__EXERCISE DESCRIPTION__
Return every one of the records below word for word, with nothing changed, added, or left out.
# EXCERPTED RECORDS start
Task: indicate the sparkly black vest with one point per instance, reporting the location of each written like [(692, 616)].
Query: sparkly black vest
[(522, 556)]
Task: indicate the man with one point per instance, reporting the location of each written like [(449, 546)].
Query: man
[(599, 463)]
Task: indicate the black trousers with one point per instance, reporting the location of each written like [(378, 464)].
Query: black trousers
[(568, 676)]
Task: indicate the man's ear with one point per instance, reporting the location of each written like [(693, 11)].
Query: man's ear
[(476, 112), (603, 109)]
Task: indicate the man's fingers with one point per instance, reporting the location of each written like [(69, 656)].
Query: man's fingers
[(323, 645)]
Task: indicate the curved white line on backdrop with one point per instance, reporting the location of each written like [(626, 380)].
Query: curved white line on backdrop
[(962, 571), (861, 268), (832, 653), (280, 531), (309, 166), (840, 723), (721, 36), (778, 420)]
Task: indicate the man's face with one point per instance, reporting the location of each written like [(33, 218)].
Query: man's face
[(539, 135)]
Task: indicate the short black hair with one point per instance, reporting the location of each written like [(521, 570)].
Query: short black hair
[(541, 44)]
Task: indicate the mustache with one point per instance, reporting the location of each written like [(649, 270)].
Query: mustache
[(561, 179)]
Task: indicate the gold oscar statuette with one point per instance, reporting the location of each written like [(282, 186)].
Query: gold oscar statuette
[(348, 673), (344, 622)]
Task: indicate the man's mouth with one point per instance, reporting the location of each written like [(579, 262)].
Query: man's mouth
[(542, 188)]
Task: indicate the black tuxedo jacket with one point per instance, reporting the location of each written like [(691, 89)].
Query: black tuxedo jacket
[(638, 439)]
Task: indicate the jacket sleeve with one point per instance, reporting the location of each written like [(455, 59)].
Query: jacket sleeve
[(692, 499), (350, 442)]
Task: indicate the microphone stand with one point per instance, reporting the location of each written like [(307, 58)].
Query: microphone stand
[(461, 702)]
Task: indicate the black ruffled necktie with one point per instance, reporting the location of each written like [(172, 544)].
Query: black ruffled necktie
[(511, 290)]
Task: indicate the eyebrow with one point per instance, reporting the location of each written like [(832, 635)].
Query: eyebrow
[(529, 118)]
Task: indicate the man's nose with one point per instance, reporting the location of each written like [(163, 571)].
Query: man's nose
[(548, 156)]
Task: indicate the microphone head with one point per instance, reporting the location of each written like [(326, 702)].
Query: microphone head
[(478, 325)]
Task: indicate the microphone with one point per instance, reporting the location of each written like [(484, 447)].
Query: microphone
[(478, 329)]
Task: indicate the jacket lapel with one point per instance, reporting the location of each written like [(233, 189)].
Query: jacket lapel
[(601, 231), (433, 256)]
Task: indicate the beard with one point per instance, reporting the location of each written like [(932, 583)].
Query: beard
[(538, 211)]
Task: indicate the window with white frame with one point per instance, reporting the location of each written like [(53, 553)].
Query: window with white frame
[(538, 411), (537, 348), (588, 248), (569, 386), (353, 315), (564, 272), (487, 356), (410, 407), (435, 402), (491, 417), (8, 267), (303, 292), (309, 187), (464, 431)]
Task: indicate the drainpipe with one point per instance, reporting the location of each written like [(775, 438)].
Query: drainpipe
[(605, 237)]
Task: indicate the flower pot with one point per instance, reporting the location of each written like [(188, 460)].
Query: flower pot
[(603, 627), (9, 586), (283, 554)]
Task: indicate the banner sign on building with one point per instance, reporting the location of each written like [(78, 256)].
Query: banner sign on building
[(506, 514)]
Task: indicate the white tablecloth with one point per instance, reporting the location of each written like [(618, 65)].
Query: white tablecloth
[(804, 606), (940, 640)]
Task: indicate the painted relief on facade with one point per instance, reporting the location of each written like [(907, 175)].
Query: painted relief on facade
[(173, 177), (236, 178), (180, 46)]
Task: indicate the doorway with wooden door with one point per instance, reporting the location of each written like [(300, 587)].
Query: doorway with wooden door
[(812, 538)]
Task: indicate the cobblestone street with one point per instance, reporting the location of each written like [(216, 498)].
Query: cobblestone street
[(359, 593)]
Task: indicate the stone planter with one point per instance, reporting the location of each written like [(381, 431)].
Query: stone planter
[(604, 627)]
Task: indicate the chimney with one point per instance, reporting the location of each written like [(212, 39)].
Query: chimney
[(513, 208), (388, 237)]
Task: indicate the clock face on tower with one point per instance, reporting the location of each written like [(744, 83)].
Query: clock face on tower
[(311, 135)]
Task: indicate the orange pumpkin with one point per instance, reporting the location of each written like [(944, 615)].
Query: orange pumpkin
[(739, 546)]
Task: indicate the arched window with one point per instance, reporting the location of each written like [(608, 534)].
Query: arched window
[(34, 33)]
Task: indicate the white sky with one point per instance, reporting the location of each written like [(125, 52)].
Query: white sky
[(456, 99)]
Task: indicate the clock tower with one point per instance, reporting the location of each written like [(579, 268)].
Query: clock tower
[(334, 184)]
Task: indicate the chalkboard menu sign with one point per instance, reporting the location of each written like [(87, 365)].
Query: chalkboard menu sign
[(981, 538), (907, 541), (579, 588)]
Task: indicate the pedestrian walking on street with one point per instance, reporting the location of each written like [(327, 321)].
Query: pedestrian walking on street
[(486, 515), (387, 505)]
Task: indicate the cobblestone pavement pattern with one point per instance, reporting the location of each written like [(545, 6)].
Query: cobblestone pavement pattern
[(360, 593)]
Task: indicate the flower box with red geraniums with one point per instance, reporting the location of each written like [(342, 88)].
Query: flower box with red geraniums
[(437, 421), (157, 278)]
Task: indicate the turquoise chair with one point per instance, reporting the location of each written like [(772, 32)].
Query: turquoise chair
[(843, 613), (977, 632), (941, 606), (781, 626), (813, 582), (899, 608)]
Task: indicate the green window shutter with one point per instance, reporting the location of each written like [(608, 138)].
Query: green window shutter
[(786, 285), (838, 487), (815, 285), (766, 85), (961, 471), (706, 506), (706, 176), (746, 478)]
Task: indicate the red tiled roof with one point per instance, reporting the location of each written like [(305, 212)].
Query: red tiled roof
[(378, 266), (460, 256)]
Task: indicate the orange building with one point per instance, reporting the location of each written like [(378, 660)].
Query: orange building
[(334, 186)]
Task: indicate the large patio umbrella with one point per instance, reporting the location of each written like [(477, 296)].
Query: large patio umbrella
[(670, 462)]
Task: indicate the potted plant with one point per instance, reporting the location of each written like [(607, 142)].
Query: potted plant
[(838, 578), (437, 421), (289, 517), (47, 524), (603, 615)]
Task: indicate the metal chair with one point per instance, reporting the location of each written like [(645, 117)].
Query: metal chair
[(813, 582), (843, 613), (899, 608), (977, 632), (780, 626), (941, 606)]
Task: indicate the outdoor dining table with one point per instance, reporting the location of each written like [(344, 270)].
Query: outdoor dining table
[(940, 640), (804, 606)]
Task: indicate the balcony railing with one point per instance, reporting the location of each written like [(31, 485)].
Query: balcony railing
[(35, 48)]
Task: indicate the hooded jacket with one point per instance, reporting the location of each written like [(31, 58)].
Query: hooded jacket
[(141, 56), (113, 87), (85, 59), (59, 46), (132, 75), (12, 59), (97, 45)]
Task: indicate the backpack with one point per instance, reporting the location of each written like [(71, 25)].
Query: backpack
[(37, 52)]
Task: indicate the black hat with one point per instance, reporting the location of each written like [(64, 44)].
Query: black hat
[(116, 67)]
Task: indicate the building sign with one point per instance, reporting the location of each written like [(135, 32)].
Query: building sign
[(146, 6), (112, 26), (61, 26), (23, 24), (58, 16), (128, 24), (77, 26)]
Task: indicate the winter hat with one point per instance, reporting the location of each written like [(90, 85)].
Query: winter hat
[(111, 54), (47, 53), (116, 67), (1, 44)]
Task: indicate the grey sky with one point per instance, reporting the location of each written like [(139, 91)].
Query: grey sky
# EXCERPTED RECORDS end
__ANSWER IN FULL__
Task: indicate the sparkly black vest with one point per instance, reporting the location of each written like [(692, 616)].
Query: sparkly black vest
[(522, 556)]
Task: indicate the man with one point per instance, reporting the location of each written like [(449, 546)].
Query: man
[(599, 463)]
Task: indicate the black trousers with one point per instance, reporting the location of each written like [(378, 464)].
Query: black trousers
[(568, 676)]
Task: indicate the man's ear with one point per instance, reporting the location of each written like [(693, 11)].
Query: man's ear
[(476, 112), (603, 109)]
Task: indicate the man's fingers with one point per instance, reporting the location of each written like [(69, 656)].
Query: man's fingers
[(323, 645)]
Task: indicate the curved white line on backdrop with one point per instance, reporting the location of each written like [(626, 380)].
Query: curved white line on backdrop
[(962, 571), (861, 268), (832, 653), (280, 531), (309, 166), (840, 723), (721, 36), (778, 420)]
Task: indicate the man's face with one point per instance, reporting the location of each written like [(33, 218)].
Query: man's face
[(539, 135)]
Task: indicate the short black hair with one point per instance, reporting the location of each written like [(521, 570)].
Query: short black hair
[(541, 44)]
Task: indicate the mustache with one point per instance, reporting the location of each written like [(649, 270)].
Query: mustache
[(561, 179)]
Task: indicate the gold oscar statuette with one point per instance, reporting the location of each written like [(282, 186)].
Query: gold oscar statuette
[(348, 673), (344, 622)]
Task: indicate the man's mouth with one point per instance, reporting the location of each written like [(579, 262)].
Query: man's mouth
[(542, 188)]
Task: indicate the black tuxedo jacket with one point per instance, reporting the location of each written like [(691, 89)].
Query: black tuxedo jacket
[(638, 439)]
Task: indicate the jacket sleeve with one point per instance, reporting the location of each written like [(455, 59)].
Query: jacket sleeve
[(692, 499), (350, 442)]
Task: indicate the microphone stand with one point per instance, reporting the location of each written like [(307, 58)].
Query: microphone stand
[(461, 702)]
Task: indicate the black ruffled necktie with one point per instance, reporting the location of each written like [(172, 544)].
Query: black ruffled necktie
[(511, 290)]
Task: indicate the eyebrow with one point per instance, reporting the location of each written like [(832, 635)].
Query: eyebrow
[(529, 118)]
Task: indicate the man's nose with one point per instance, reporting the location of each written like [(163, 571)].
Query: man's nose
[(548, 156)]
Task: indicate the microphone head with one point per instance, reporting the location of each written like [(326, 702)].
Query: microphone head
[(478, 325)]
Task: indicate the microphone with one point per instance, reporting the location of each written like [(484, 447)].
Query: microphone
[(478, 329)]
Task: indicate the jacket lapel with one point per instance, reporting the location of each written like [(233, 189)].
Query: jacket lapel
[(601, 231), (433, 256)]
Task: indicate the beard with one point per instance, reporting the location of each written like [(932, 583)].
Query: beard
[(538, 211)]
Task: indicate the window with white frame with one point per instance, reporting the location of each written like [(53, 553)].
Query: window with white frame
[(538, 411), (537, 348), (588, 248), (569, 386), (353, 315), (564, 272), (487, 356), (410, 407), (435, 402), (491, 417), (8, 267), (303, 292), (309, 187), (464, 431)]
Task: indicate the drainpipe with one point per instance, reporting the location of each written like [(775, 438)].
Query: drainpipe
[(605, 237)]
Task: indicate the flower pot with one point per instance, reporting the location of each written like [(188, 460)].
Query: flower pot
[(603, 627), (9, 586), (283, 554)]
Task: indicate the banner sign on building with one point per instance, reporting the location of each written like [(78, 256)].
Query: banner sign on building
[(506, 514)]
Task: indicate the white tablecloth with one point per instance, reporting the location of each written like [(618, 65)].
Query: white tablecloth
[(804, 606), (940, 640)]
Task: indicate the painted relief on facade with one point per instance, reporting the location of each written like [(907, 175)].
Query: painted relief on facade
[(173, 177), (236, 178), (180, 46)]
Task: indicate the doorway with wooden door with one point per instance, reporting the location of each written like [(300, 587)].
Query: doorway with wooden door
[(812, 538)]
Task: indicate the cobblestone street with one point per instance, reporting the location of each written like [(216, 498)].
Query: cobblestone street
[(359, 593)]
Task: indicate the stone planter with one point per instance, reporting the location of each written like [(381, 431)].
Query: stone planter
[(604, 627)]
Task: indicate the chimney with one point per instance, reporting the location of each written like [(212, 39)].
Query: chimney
[(513, 208), (388, 237)]
Task: indicate the clock face on tower with one point per instance, reporting the location of each written like [(744, 83)].
Query: clock face on tower
[(311, 135)]
Task: indicate the orange pumpkin with one point per instance, reporting the location of each written like [(944, 615)].
Query: orange pumpkin
[(739, 546)]
Task: indicate the arched window with one point per instance, reporting the location of each written like [(608, 534)].
Query: arched window
[(34, 33)]
Task: indicate the white sky with one point per instance, reporting the location of each written like [(125, 52)].
Query: white sky
[(456, 99)]
Task: indicate the clock tower with one point per instance, reporting the location of each written like [(579, 268)].
Query: clock tower
[(334, 184)]
Task: indicate the chalkboard menu sign with one point per instance, reporting the location of each written like [(87, 365)].
Query: chalkboard menu sign
[(981, 538), (907, 541), (579, 588)]
Task: indicate the pedestrian walking on street with one point per instance, reporting the location of each written like [(327, 321)].
Query: pedestrian walking on street
[(486, 515), (387, 505)]
Task: indicate the cobblestone pavement pattern with one point per instance, reporting the location of each written like [(545, 6)].
Query: cobblestone pavement pattern
[(360, 593)]
Task: indicate the flower box with red geraniums with one point per instance, reporting the location of each written like [(342, 88)].
Query: flower box with red geraniums
[(437, 421), (157, 278)]
Task: indicate the turquoise chair with one point per instance, reporting the location of each written like [(772, 32)].
Query: turquoise chair
[(843, 613), (977, 632), (941, 606), (781, 626), (813, 582), (899, 608)]
Task: indicate the green window shutter with one point per instance, reporting the location of each written like [(608, 138)].
Query: green window shutter
[(786, 285), (838, 487), (815, 285), (766, 85), (961, 471), (706, 506), (706, 176), (746, 478)]
Task: indicate the red tiled roof with one point per instance, reporting the location of each written like [(305, 212)].
Query: red tiled roof
[(378, 266), (460, 256)]
Task: indicate the orange building with one point per instance, reporting the location of each written like [(378, 660)].
Query: orange building
[(334, 186)]
Task: indicate the large patio umbrella with one point per instance, reporting the location of each written like [(477, 296)].
Query: large patio umbrella
[(670, 462)]
Task: indicate the potted plant with one point per instance, reporting the location of each written like [(607, 142)].
Query: potted plant
[(838, 578), (437, 421), (289, 517), (47, 524), (603, 615)]
Task: indicate the metal chair with one point per instance, reporting the location of each written like [(645, 117)].
Query: metal chair
[(813, 582), (843, 613), (899, 608), (977, 632), (780, 626), (941, 606)]
Task: indicate the outdoor dining table with one point per instance, reporting the location of each written like [(344, 270)].
Query: outdoor dining table
[(940, 640), (804, 606)]
Task: indicate the balcony railing with one point per instance, reporting the location of each written like [(31, 485)].
Query: balcony railing
[(35, 48)]
Task: indicate the hooded jacket with one point per instance, reporting the location of each written like [(31, 58)].
Query: hooded jacket
[(141, 56), (113, 87), (85, 59), (59, 46), (132, 75), (12, 59), (97, 45)]
Task: indicate the backpack with one point per instance, reporting the location of each written like [(71, 25)].
Query: backpack
[(37, 52)]
Task: indicate the black hat with one point per instance, reporting the location of each written like [(64, 44)].
Query: black hat
[(116, 67)]
Task: indicate the building sign with one point per instance, reporting the location of each written like [(135, 32)].
Query: building sign
[(146, 6), (112, 26), (61, 26), (23, 24), (58, 16), (128, 24), (77, 26)]
Task: indicate the winter hat with one point per instance, reporting the location of each written like [(90, 85)].
Query: winter hat
[(111, 54), (47, 53), (116, 67), (1, 44)]
Task: indicate the grey sky with one point per instance, reporting the location of each written like [(139, 91)].
Query: grey sky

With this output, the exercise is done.